▶ _Фрагмент текста_
Для ленинградских историков этого времени такие, мягко говоря, местные особенности усугубляли и без того мрачную атмосферу, сложившуюся в стране в сфере исторического знания. Чтобы получить представление о ней, современному читателю достаточно обратиться к известной повести Юрия Трифонова “Другая жизнь”.
Отметим, что в контексте реальной ситуации рубежа 1970—1980-х гг. совсем не случайно возникновение серьезных проблем для главного героя повести Сергея Троицкого (разрешившихся для него в конечном счете трагически) связано с его обращением к истории Февральской революции: “Появилась новая тема: Февраль, царская охранка и прочее. И тут образовался тупик, какая-то непрошибаемая стена, и последовали прочие неприятности <…>” [6].
Дело тут в том, что уже с конца 1960-х гг. как раз исследования истории Февраля вызывали у власти наибольшие подозрения. Одним из главных поводов для инспирированного ЦК КПСС наступления неосталинистов “на историческом фронте” послужил, в частности, посвященный 50-летию Февральской революции сборник статей “Свержение самодержавия” (М., 1970). Партийное начальство было возмущено фактическим отрицанием в нем ведущей роли большевиков в крушении царизма. Последовали проработки и оргвыводы. Тогда-то и произошел разгром руководства Института истории АН СССР, о котором мы уже упоминали [7].

▶ _Исходные данные_
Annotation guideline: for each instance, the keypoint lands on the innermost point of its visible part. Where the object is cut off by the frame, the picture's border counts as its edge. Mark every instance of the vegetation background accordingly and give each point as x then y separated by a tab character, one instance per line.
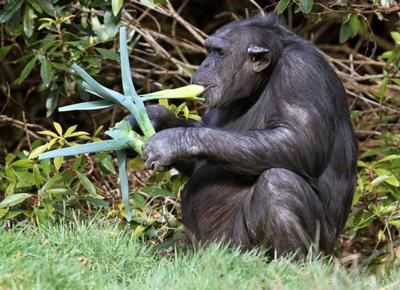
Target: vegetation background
39	40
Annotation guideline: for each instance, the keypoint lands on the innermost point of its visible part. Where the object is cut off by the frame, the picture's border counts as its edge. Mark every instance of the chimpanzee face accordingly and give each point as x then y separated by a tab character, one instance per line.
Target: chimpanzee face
234	67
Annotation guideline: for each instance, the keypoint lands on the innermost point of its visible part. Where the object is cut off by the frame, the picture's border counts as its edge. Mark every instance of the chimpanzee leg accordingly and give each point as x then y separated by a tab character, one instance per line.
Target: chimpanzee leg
282	211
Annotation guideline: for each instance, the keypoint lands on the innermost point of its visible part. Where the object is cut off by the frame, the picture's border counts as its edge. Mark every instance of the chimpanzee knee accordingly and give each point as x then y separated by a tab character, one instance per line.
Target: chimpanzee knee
283	212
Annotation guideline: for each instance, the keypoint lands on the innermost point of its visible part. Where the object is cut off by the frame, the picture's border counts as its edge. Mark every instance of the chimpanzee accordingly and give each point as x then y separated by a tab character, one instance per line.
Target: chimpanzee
273	161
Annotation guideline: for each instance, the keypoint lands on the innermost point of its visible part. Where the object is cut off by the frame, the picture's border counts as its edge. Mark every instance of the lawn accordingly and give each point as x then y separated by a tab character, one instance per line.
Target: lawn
99	255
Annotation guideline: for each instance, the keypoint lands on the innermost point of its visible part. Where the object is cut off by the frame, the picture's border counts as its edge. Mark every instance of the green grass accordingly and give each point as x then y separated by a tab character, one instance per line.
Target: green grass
102	256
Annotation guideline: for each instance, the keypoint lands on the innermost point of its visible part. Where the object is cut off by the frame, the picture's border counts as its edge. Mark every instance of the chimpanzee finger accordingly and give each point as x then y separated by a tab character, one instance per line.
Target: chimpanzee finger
150	162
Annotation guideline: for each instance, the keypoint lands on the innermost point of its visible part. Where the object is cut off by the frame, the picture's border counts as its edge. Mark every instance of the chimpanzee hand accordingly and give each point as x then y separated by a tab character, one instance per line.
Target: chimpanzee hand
163	149
160	117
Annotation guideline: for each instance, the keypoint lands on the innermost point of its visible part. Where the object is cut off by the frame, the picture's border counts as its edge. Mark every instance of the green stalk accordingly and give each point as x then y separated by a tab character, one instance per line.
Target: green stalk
129	90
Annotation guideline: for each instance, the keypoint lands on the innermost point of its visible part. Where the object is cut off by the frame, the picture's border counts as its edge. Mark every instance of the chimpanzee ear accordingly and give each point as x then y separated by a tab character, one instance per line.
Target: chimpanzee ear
260	57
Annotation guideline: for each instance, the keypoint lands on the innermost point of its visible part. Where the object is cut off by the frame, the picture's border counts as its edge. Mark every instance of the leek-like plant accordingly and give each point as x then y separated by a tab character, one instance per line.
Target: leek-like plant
123	137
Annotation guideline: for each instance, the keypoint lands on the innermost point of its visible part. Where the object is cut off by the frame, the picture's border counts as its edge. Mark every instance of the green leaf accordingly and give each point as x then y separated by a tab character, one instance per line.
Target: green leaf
14	199
148	3
93	105
155	191
58	162
139	111
355	24
8	11
47	6
97	88
87	184
383	88
345	32
58	128
281	7
35	6
306	5
26	71
106	162
29	16
5	50
106	145
116	6
107	53
396	37
52	102
46	72
36	176
123	178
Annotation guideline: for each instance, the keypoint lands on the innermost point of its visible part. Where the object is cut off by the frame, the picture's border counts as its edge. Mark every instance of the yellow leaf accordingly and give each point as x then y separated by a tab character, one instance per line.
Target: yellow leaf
58	128
70	130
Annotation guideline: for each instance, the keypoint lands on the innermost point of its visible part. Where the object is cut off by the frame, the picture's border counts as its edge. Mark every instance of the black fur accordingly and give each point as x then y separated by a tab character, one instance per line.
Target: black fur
273	162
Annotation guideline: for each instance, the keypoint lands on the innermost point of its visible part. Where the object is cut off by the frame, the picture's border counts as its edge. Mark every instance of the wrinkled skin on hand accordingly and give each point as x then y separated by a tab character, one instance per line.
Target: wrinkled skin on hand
162	150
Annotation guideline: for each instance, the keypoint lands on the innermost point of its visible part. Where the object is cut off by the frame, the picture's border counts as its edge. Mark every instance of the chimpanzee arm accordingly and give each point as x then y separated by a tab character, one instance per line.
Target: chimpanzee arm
300	144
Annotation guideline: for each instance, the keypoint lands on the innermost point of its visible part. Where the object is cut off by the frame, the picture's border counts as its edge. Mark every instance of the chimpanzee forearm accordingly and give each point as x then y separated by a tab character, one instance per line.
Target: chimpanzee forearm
252	152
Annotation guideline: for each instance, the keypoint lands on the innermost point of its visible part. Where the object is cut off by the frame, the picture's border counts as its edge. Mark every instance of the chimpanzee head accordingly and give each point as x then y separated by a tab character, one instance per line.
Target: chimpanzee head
240	58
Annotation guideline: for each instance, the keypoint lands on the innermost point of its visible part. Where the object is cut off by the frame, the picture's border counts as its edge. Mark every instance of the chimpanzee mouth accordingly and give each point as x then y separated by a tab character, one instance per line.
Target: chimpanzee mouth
207	89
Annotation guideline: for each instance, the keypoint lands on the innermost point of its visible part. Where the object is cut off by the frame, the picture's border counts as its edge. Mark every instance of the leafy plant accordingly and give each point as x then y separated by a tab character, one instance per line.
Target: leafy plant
123	137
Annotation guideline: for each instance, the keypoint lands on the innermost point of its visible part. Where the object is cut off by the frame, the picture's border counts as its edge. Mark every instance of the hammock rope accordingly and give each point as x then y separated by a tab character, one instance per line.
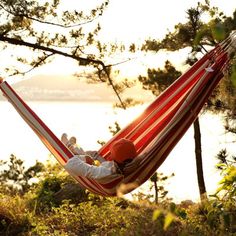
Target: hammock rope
155	132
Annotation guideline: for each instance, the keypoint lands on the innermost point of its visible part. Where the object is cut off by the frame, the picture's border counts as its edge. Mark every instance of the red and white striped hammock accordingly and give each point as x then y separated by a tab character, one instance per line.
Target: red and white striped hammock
155	132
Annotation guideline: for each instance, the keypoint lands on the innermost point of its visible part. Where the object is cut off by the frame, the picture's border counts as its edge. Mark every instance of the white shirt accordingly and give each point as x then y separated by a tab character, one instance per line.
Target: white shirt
77	166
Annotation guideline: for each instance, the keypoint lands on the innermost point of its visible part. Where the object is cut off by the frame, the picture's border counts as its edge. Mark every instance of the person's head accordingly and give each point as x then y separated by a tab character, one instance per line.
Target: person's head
122	150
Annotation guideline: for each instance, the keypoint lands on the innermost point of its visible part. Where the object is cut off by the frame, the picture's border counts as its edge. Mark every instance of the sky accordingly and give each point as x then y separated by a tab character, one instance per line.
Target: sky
129	21
132	21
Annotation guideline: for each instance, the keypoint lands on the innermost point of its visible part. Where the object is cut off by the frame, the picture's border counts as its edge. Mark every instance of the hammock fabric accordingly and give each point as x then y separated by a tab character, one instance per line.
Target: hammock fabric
155	132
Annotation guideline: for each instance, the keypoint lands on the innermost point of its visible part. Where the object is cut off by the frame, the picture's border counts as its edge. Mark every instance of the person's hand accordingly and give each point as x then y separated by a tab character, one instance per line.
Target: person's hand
89	160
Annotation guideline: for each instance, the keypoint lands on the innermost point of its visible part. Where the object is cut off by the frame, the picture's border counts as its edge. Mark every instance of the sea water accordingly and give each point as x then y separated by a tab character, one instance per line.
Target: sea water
89	122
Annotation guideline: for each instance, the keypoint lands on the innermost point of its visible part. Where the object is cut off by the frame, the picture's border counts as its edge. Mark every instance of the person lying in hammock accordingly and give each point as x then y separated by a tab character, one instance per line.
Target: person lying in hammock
91	165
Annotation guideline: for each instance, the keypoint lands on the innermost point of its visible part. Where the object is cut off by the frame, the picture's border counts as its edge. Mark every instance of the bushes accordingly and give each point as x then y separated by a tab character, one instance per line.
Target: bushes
56	205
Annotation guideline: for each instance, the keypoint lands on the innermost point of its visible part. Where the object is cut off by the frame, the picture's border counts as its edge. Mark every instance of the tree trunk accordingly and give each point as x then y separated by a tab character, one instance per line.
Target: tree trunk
198	153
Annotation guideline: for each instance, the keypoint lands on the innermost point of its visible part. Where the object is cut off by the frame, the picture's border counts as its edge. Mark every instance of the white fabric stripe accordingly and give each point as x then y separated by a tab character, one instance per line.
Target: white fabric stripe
133	132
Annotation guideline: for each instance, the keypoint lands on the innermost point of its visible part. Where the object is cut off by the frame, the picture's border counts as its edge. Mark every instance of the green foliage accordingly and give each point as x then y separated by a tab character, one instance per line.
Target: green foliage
18	179
158	181
158	80
48	28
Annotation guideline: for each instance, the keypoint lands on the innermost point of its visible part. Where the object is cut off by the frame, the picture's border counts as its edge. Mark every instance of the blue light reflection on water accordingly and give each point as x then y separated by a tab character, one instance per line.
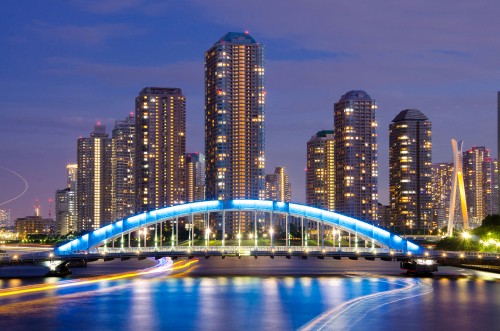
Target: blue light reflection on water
251	303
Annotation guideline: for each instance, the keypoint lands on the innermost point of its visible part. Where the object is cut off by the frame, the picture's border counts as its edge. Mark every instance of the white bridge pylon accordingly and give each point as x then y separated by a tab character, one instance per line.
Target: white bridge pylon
323	218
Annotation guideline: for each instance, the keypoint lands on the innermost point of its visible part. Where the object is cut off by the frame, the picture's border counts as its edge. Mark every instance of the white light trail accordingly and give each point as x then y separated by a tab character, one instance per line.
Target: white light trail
22	178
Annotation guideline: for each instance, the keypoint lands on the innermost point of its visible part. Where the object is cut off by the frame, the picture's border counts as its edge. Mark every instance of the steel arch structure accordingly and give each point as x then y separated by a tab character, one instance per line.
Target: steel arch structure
100	236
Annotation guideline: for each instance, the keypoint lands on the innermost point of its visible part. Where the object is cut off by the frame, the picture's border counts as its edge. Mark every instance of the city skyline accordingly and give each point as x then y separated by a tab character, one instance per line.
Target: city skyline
302	72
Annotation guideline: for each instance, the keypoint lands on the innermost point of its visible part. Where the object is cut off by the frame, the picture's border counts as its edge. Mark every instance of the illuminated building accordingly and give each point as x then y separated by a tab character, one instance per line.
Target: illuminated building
278	187
442	178
320	172
93	187
4	218
490	185
160	150
234	120
122	165
25	226
65	203
356	169
474	180
195	177
410	170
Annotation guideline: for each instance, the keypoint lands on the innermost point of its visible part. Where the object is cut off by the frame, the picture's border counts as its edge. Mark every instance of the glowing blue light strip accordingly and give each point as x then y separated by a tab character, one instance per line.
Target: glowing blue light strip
97	237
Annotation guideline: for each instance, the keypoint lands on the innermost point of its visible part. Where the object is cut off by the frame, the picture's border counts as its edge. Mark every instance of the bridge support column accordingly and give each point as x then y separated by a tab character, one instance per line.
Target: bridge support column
255	228
302	231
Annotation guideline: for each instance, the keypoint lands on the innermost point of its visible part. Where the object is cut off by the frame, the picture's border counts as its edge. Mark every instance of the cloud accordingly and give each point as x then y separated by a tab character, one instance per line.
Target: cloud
88	35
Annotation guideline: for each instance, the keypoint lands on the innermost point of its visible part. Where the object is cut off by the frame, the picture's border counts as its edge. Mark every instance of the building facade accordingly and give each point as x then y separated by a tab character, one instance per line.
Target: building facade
474	180
490	170
160	149
410	171
278	187
234	118
320	172
122	168
65	203
195	177
93	187
356	167
442	179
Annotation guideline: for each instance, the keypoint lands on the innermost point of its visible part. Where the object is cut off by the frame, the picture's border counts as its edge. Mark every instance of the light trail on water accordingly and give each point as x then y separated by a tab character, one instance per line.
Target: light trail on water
22	178
164	265
345	316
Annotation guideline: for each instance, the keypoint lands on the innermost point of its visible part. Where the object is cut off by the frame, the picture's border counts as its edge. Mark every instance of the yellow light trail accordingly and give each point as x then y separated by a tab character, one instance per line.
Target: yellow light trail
42	287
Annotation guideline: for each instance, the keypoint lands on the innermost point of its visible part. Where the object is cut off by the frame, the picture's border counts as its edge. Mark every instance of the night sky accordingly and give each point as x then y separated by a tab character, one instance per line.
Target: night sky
64	65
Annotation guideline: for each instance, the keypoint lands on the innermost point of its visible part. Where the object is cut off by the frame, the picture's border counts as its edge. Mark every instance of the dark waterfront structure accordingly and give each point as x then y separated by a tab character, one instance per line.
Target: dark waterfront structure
356	168
410	170
160	148
122	164
320	172
93	192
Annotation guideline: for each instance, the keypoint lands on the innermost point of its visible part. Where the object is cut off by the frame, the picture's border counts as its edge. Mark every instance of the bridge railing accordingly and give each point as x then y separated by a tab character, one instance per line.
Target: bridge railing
234	249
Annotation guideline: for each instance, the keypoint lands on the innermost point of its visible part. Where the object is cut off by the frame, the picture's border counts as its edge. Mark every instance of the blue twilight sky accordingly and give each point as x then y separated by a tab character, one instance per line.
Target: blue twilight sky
64	65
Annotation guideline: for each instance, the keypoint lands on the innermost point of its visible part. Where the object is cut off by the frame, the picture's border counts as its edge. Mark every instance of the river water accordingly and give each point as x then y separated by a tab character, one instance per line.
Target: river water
250	294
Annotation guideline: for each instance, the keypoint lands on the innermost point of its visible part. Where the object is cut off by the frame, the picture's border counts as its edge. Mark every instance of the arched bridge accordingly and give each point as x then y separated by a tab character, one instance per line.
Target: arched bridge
243	227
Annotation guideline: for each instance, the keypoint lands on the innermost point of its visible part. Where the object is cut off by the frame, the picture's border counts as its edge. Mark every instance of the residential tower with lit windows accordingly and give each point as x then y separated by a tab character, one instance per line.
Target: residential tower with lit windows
160	148
356	168
234	120
410	171
93	187
320	171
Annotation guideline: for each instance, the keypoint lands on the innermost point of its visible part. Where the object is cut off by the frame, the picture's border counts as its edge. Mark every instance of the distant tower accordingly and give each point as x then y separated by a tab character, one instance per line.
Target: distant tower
356	169
195	177
160	150
278	186
410	170
458	182
490	186
65	203
94	180
320	172
122	165
234	124
234	118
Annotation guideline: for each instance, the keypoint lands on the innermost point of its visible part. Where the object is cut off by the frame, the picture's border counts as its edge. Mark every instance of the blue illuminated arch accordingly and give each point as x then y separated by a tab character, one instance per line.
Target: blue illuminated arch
97	237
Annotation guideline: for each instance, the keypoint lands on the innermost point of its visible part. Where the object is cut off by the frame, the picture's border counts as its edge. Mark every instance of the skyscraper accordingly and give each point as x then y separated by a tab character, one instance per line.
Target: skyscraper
356	168
65	203
474	180
122	165
278	187
442	178
490	184
195	177
234	118
160	150
320	172
410	170
93	192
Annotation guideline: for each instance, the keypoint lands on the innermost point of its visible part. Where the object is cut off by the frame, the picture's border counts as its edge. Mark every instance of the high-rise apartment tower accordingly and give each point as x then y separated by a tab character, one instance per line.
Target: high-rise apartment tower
410	170
160	149
320	172
356	168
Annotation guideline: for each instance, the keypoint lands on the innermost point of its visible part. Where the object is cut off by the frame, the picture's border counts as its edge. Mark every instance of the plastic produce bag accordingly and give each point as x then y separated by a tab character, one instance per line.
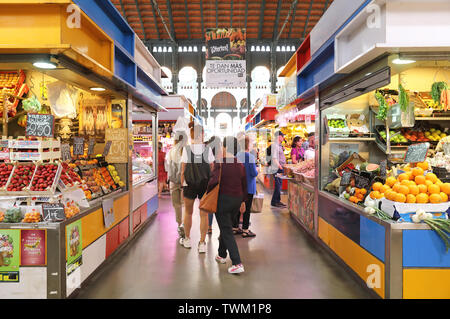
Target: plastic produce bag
62	99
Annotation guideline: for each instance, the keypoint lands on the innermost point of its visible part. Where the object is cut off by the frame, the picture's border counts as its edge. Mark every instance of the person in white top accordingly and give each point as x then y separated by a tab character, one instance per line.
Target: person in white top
197	163
310	153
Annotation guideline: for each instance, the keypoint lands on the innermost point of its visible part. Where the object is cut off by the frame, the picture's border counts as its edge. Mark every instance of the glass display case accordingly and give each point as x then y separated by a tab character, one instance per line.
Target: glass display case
144	150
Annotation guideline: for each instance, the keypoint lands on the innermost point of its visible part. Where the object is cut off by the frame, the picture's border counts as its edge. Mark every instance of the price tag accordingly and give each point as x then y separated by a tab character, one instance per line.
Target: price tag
346	179
40	125
416	153
91	146
107	148
78	145
65	152
53	212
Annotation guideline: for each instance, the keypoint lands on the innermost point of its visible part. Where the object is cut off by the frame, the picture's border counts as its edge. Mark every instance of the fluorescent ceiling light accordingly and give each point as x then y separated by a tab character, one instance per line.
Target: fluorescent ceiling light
403	61
45	65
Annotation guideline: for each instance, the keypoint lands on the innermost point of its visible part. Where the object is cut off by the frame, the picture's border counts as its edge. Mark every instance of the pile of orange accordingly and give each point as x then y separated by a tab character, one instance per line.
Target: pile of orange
413	186
358	196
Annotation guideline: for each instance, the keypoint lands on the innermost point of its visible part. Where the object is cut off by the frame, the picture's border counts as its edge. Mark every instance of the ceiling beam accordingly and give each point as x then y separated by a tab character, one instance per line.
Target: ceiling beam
154	18
277	19
201	15
187	19
307	19
261	18
231	14
140	19
293	18
169	11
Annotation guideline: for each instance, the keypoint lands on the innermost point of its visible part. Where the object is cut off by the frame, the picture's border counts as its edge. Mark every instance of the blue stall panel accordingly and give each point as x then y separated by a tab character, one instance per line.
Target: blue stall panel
372	237
424	248
106	16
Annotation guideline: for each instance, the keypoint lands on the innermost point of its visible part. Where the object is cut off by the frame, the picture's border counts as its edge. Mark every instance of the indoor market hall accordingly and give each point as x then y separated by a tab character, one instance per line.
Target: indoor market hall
281	262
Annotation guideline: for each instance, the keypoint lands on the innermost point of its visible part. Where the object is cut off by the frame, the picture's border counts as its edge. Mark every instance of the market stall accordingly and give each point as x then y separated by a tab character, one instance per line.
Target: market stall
381	162
66	190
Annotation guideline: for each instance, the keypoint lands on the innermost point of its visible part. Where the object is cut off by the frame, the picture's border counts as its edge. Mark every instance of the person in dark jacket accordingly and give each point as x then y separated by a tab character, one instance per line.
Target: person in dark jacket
251	173
232	196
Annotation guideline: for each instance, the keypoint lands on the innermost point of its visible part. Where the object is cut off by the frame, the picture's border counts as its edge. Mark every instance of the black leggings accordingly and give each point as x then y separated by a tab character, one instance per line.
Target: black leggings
246	217
226	208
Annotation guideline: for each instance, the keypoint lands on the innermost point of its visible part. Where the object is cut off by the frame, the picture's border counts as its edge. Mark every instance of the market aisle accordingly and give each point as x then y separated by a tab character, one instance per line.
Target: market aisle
280	262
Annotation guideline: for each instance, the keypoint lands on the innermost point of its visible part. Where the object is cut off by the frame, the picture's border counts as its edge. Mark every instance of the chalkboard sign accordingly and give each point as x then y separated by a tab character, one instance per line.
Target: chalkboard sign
346	178
107	148
40	125
91	146
361	182
53	212
78	145
65	152
416	153
383	167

▶ _Задание_
Определите, соответствуют ли фрагменту текста об исторической науке в СССР утверждения (a), (b) и (c). На каждое ответьте «да» или «нет» и приведите дословно слова фрагмента, которые это решают.
(a) Сборник «Свержение самодержавия» был посвящен 50-летию Февральской революции.
(b) Проблемы главного героя повести «Другая жизнь» связаны с его обращением к истории Октябрьской революции.
(c) Исследования истории Февраля стали вызывать подозрения власти с конца 1950-х гг.

▶ _Ответ_
(a) Да: «посвященный 50-летию Февральской революции сборник статей “Свержение самодержавия”».
(b) Нет: «связано с его обращением к истории Февральской революции».
(c) Нет: «уже с конца 1960-х гг. как раз исследования истории Февраля вызывали у власти наибольшие подозрения».